──────── Fragmento citado

Para acostumbrarse no hace falta mucho. La verdad muy poco o casi nada. Es tan simple como seguir repitiendo una rutina, dejar poco a poco que otros piensen y evitar a toda costa que la salida del laberinto pase por nosotros. Eso nos dejaría sin un enemigo y cómo se puede vivir hoy en día si no se tiene un terrorista. Una gente o algo que uno se imagina más grande y más peligroso que uno. Capaz de perpetrar todas esas cosas innombrables que sabemos que pasan aunque siempre parezca una exageración, un chisme o propaganda. No se puede ir así por la vida sin tener un monstruo. Algo macabro que junte todas esas cualidades perversas que caben en nuestra cabeza. Por eso es mejor irse acostumbrando. Se puede empezar por ejemplo por uno mismo, como para ir creando el hábito de aceptar cosas que no nos gustan. Escucharse o leerse. Porque de algo debe servir la posibilidad de reconocernos, así sea más fácil criticar a los demás. Claro que eso puede degenerar en algo muy subversivo como por ejemplo adquirir la costumbre de pensar por uno mismo. O generar cierta empatía por escuchar a los otros. Podríamos incluso darnos el hábito de ser más tolerantes, aunque eso en estos momentos nos parezca tan arriesgado. Nunca se sabe, pero es posible que poco a poco entre tantas cosas podamos adquirir la temeraria costumbre de querer vivir mejor.
Rafael Nieves

lunes, 12 de junio de 2017

Invisible


Podemos desaparecer. Como cuando alguien cruza la esquina y ya después por más que corras no vas a poder alcanzarlo. No lo ves más. Podemos por ejemplo no atender nunca más el teléfono, ni abrir la puerta. No volver a responder por nuestro nombre. Por ningún nombre. Ninguna carta, ni un mensaje, ni un gesto. Ni siquiera ese silencio de ahí al lado, ese tipo que casi no molesta. Nada. Puede ocurrir de manera sutil como esa lágrima seca que te deja en el rostro una sensación de costra invisible, o muy malcriado dando el portazo y pegando insultos por el pasillo, violento, como consumido instantáneamente por combustión espontánea. También podemos irnos desdibujando muy lento como el palito gordo del reloj, ese que marca las horas. Me da la impresión que para desaparecer no hace falta sino haber estado y que alguien lo note. Así sea mucho tiempo después, cuando ya no estás y finalmente se den cuenta. Nunca faltará el incrédulo que preguntará si alguna vez estuvimos. Una de mis formas preferidas es irme borrando poco a poco, primero la voz luego el pensamiento hasta que ya después el cuerpo no hace más falta. Pero la verdad sería más divertido si como en un acto de magia repentina ya no estuviera un brazo por ejemplo y después la cabeza, luego las piernas y así, hasta que sólo quedara una mano muy esforzada como en una película de zombis arrastrando tras de sí un brazo casi inservible y medio torso que va haciéndose invisible a medida que trata de alejarse. Clavando las uñas en el piso y ejerciendo tracción desde el codo hasta el hombro. Mano, dedos, uñas, codo, hombro, manos, dedos, uñas, codo, manos, dedos, uñas, dedos, uñas..

────────────────
──────── Material proporcionado

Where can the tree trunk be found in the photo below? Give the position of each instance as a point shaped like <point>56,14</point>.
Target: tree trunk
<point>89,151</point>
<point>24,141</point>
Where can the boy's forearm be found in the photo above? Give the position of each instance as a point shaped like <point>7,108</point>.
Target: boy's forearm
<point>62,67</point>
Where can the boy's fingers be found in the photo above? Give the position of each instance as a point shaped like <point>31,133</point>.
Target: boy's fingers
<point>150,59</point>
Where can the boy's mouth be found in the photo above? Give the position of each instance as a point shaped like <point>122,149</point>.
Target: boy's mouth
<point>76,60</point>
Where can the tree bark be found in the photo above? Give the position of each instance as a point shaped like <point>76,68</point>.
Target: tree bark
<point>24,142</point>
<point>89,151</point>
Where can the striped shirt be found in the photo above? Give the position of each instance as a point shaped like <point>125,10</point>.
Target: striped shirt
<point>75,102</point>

────────────────

▶ [El ejercicio]:
Según el fragmento citado, ¿con qué se compara la manera de irnos desdibujando muy lento?

▶ [Solución]:
Con el palito gordo del reloj, el que marca las horas.